— Start of Text extract —

We all know St Patrick’s Day. Here in Ireland, it is still somewhat of a religious day. Christians attend church services. And the good news is that the restrictions of Lent on eating and drinking alcohol are lifted for the day. In a big way! But these days, to the wider world, it is largely a celebration of Ireland itself. The original meaning of St Patrick Day has been layered with new meanings over time. However I bet you didn’t know that as far as saints go, St Patrick wasn’t one – in the technical sense. He was never canonised formally by a Pope; nevertheless, various Christian churches declare that he is a Saint in Heaven, which is good enough for the rest of us, anyway.

St Patrick, who started his life named Maewyn Succat, lived in the second half of the 4th Century. Historians have worked out that he was probably born in what is now modern-day Ravenglass in Cumbria, UK. Patrick came from a wealthy background, so was educated and could write well. He was raised in Roman Britain, referred to by the Romans as Britannia. It was a time when part of the island of Great Britain was controlled by the Roman Empire from 43 AD until c. 410. His father, Calpornius, was a Roman-British army officer and a deacon. However Patrick was not a believer. In fact his early life was uneventful and probably happy and carefree. But at age 16, everything changed for the young Maewyn Succat. As a 16-year-old, Maewyn was kidnapped by Irish pirates. Once they arrived on Irish shores, he was sold as a slave. A farmer bought him, and set him to work as a shepherd, looking after goats and pigs on Mount Slemish in co Antrim. Patrick remained as a slave for 6 years, and it in in this time of solitude in a strange land, that he says that God started to communicate with him. What most people don’t realise is that there are many writings from the dude himself that have survived from all those centuries ago. And they make for fascinating reading about his spiritual struggle and hardships because of this.
This is a picture of St Patrick’s Confessio in the Book of Armagh. There are eight medieval manuscritps that have survived. You can look at the manuscripts here


This is an ACTUAL excerpt from his autobiography, called Confessio.

I, Patrick, a sinner, am a most uncultivated man, and the least of all the faithful, and I am greatly despised by many. My father was the deacon Calpornius, son of the late Potitus, a priest of the town of Banna Venta Berniae. He had a small estate nearby, where I was taken captive. I was barely sixteen. I had neglected the true God, and when I was carried off into captivity in Ireland, along with a great number of people, it was well deserved. For we cut ourselves off from God and did not keep his commandments, and we disobeyed our bishops who were reminding us of our salvation. God revealed himself to us through his wrath: He scattered us among foreign peoples, even to the end of the earth, where, appropriately, I have my own small existence among strangers.

— End of Text extract —

Set tasks:
1. Please reproduce the St Patrick passage word for word from "We all know" to "of us, anyway.".
2. Locate each line of the records that contains the string "denim" with matching case, and copy those lines.
The records that follow are unrelated to the St Patrick passage.

— Start of Material provided —

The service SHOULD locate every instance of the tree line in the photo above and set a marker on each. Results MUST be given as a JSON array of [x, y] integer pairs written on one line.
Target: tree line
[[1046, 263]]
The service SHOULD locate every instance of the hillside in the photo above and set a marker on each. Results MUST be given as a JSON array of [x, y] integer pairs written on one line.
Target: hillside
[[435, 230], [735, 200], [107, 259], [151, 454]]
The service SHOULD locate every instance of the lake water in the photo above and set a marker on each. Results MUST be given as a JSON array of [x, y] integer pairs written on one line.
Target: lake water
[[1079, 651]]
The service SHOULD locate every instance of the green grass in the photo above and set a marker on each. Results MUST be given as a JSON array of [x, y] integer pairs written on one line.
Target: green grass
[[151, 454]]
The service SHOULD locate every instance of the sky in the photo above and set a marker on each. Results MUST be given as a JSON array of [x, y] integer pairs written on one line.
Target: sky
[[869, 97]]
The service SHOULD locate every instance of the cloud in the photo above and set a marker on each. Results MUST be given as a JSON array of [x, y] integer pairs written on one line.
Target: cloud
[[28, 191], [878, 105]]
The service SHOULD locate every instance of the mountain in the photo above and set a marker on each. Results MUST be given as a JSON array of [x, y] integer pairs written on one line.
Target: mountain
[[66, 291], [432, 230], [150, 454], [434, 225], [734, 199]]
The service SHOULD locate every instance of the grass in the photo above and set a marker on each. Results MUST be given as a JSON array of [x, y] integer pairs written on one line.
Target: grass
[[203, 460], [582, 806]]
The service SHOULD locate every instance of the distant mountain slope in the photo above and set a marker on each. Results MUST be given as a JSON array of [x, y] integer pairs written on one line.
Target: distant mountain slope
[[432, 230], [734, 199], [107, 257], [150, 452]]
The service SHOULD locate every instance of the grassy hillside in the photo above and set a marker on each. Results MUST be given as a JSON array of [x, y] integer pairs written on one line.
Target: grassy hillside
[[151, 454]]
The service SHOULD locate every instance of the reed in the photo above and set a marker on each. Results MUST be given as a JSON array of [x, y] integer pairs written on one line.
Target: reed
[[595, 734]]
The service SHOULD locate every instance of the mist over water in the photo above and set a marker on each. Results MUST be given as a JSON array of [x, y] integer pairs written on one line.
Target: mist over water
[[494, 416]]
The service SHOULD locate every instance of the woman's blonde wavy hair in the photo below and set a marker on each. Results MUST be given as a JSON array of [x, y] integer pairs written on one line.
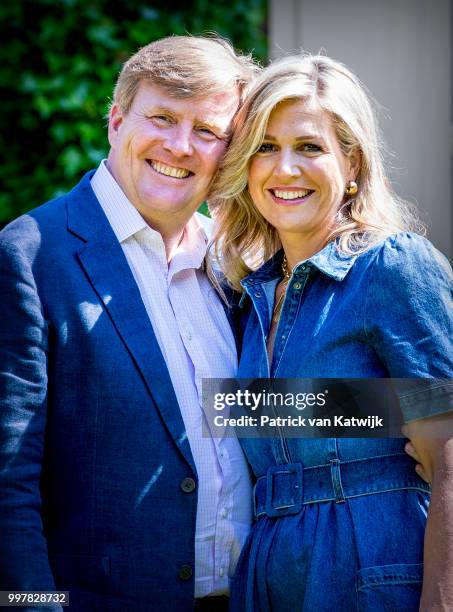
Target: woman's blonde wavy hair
[[244, 239]]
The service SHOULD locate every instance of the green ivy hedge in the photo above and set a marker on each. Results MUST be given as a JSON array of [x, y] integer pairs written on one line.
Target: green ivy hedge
[[60, 59]]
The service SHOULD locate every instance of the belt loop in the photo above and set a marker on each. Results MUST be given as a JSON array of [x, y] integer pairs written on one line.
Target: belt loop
[[336, 481]]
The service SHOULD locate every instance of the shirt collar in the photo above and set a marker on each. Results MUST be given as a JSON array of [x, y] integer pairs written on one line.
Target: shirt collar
[[122, 215], [126, 221], [330, 261]]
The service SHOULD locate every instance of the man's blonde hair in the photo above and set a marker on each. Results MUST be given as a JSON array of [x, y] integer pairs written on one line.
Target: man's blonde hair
[[185, 67], [244, 238]]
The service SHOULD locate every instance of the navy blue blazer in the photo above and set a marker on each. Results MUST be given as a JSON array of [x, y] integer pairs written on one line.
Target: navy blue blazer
[[98, 487]]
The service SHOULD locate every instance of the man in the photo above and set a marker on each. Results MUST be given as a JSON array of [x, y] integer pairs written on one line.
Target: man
[[108, 325]]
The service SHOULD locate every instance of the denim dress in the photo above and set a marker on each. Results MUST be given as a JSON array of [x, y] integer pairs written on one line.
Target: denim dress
[[340, 522]]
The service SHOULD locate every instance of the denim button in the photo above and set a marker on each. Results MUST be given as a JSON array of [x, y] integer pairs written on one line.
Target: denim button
[[188, 485], [185, 572]]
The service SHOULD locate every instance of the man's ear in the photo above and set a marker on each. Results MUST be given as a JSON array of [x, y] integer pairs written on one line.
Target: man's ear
[[116, 118]]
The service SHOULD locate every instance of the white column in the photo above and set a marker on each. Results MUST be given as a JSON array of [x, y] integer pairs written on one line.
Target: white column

— End of Material provided —

Final results:
1.
We all know St Patrick’s Day. Here in Ireland, it is still somewhat of a religious day. Christians attend church services. And the good news is that the restrictions of Lent on eating and drinking alcohol are lifted for the day. In a big way! But these days, to the wider world, it is largely a celebration of Ireland itself. The original meaning of St Patrick Day has been layered with new meanings over time. However I bet you didn’t know that as far as saints go, St Patrick wasn’t one – in the technical sense. He was never canonised formally by a Pope; nevertheless, various Christian churches declare that he is a Saint in Heaven, which is good enough for the rest of us, anyway.

2.
The service SHOULD locate every instance of the denim dress in the photo above and set a marker on each. Results MUST be given as a JSON array of [x, y] integer pairs written on one line.
Target: denim dress
The service SHOULD locate every instance of the denim button in the photo above and set a marker on each. Results MUST be given as a JSON array of [x, y] integer pairs written on one line.
Target: denim button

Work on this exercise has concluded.